_Given information:_
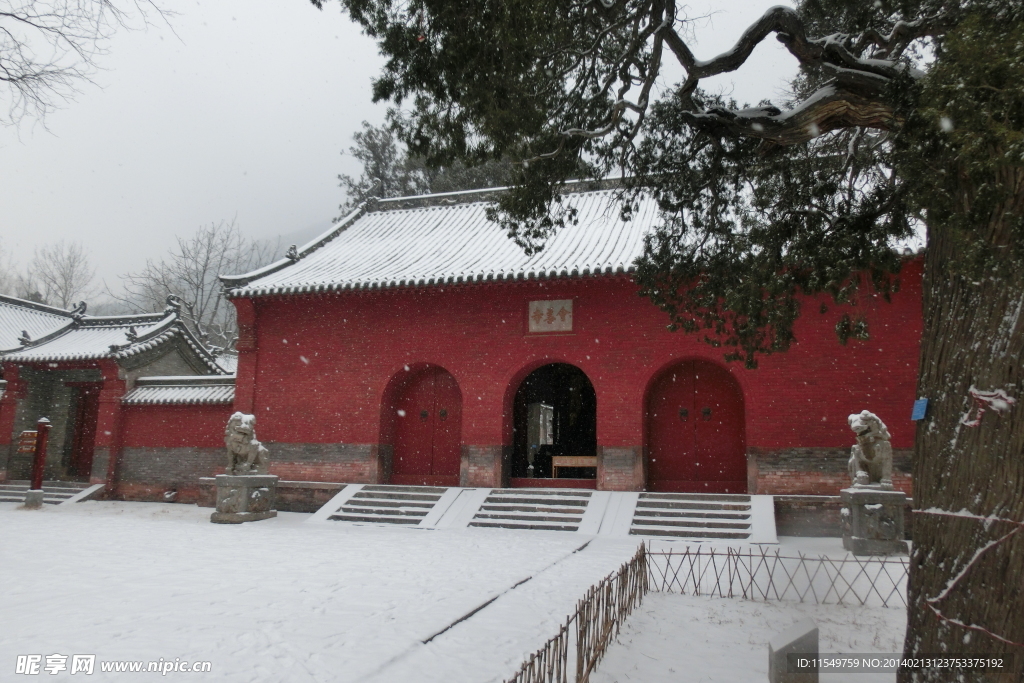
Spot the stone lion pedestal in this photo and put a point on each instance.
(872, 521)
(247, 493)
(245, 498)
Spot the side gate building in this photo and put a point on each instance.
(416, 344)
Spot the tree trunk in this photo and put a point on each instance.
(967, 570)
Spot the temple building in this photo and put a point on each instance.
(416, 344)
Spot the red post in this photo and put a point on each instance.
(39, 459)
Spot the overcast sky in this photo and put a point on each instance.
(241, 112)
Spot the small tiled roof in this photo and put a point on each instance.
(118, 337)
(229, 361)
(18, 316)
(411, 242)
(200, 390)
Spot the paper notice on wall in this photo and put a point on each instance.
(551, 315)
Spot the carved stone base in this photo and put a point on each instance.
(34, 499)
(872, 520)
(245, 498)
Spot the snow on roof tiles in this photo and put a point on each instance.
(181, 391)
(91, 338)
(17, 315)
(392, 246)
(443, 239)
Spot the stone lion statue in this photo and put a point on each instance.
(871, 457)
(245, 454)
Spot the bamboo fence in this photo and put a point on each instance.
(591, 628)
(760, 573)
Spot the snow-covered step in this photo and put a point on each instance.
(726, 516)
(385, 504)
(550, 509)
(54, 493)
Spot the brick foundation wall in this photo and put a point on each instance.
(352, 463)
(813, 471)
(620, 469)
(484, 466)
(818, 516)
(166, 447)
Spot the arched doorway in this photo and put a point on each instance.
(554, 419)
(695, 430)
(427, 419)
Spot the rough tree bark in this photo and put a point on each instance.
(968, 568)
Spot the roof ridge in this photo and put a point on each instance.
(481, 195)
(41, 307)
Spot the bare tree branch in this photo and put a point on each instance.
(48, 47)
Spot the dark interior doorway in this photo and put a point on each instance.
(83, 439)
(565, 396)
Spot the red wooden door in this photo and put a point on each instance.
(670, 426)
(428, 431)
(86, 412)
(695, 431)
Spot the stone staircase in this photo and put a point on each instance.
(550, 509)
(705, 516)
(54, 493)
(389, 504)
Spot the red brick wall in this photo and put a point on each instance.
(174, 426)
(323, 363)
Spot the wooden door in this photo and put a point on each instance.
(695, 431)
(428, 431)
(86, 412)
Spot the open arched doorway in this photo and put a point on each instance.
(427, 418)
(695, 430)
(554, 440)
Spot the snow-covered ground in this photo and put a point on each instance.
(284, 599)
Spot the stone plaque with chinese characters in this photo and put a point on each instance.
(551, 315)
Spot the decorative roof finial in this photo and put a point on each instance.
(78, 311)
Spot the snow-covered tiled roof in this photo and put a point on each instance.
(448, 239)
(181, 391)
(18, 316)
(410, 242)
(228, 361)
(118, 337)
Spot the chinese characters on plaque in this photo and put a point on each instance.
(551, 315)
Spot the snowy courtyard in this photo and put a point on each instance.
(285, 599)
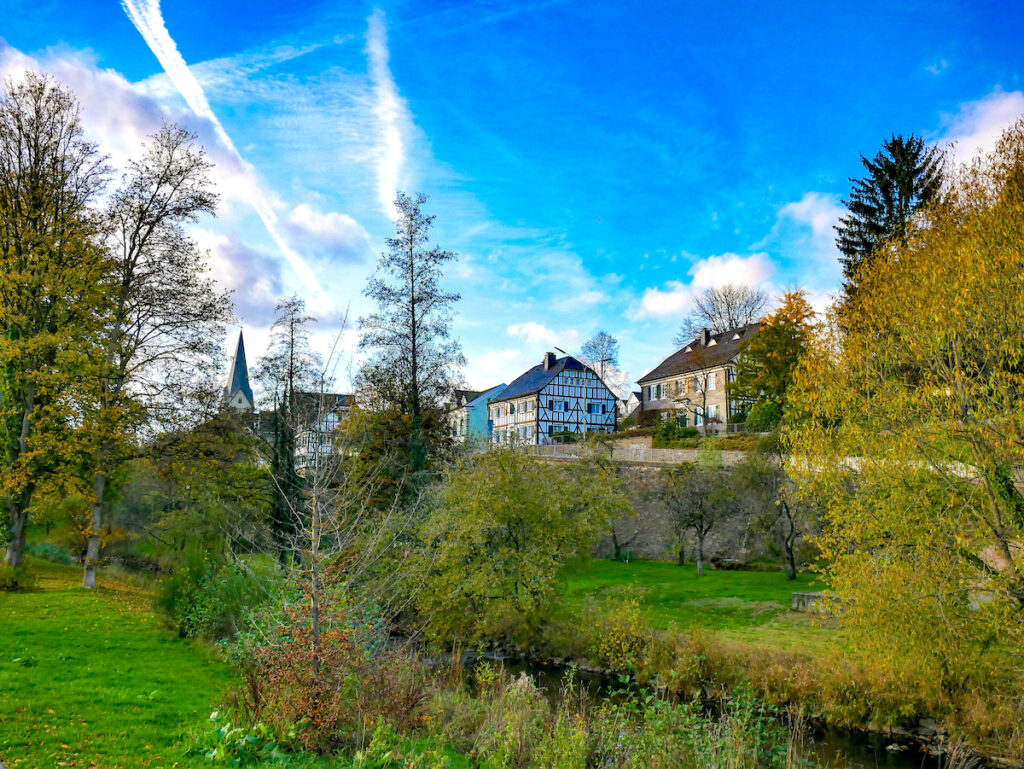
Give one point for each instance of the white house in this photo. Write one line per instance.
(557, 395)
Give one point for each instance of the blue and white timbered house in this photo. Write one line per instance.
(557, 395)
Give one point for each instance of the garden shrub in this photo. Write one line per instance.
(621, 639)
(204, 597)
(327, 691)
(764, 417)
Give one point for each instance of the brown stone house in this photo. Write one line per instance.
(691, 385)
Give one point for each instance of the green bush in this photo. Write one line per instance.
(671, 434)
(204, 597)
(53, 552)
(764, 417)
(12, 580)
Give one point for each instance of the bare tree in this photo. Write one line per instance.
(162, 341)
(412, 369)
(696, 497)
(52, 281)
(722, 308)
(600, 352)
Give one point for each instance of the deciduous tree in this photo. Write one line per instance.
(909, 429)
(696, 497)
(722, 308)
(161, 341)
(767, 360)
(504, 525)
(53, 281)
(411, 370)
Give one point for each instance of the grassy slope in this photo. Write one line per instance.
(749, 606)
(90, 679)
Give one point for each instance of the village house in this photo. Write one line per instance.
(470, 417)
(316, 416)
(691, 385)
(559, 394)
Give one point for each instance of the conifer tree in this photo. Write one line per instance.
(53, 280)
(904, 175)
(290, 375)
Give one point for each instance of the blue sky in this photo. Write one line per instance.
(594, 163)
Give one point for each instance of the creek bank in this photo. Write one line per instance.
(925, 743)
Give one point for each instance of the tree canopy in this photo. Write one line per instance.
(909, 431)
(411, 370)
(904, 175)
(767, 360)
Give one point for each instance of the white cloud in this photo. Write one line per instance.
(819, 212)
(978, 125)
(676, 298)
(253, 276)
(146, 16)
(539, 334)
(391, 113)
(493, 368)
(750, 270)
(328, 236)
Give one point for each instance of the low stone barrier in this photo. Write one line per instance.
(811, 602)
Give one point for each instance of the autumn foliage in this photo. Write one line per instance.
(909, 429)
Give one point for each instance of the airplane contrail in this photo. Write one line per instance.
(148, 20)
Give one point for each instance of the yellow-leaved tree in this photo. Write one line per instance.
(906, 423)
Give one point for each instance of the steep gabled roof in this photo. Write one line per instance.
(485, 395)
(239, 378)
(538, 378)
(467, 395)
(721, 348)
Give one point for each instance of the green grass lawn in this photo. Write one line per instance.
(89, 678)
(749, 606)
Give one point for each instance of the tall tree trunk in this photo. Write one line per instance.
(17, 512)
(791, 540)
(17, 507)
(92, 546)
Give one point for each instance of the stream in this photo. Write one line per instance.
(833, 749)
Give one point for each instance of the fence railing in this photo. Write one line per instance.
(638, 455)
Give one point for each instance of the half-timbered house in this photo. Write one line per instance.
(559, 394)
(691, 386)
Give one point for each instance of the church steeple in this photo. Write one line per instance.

_Work instruction:_ Only the lines from the one with "Give one point for each instance of the fence" through the end of the data belong in the answer, each reproduced exactly.

_Result of the task:_
Give one point for each instance of the fence railing in this photo. Write one line per instance.
(638, 455)
Give one point for each instance of the half-timbered house in this photo. Write one line per instance.
(559, 394)
(691, 386)
Give one point for each instance of the church steeple in this photo. Write one line per instance.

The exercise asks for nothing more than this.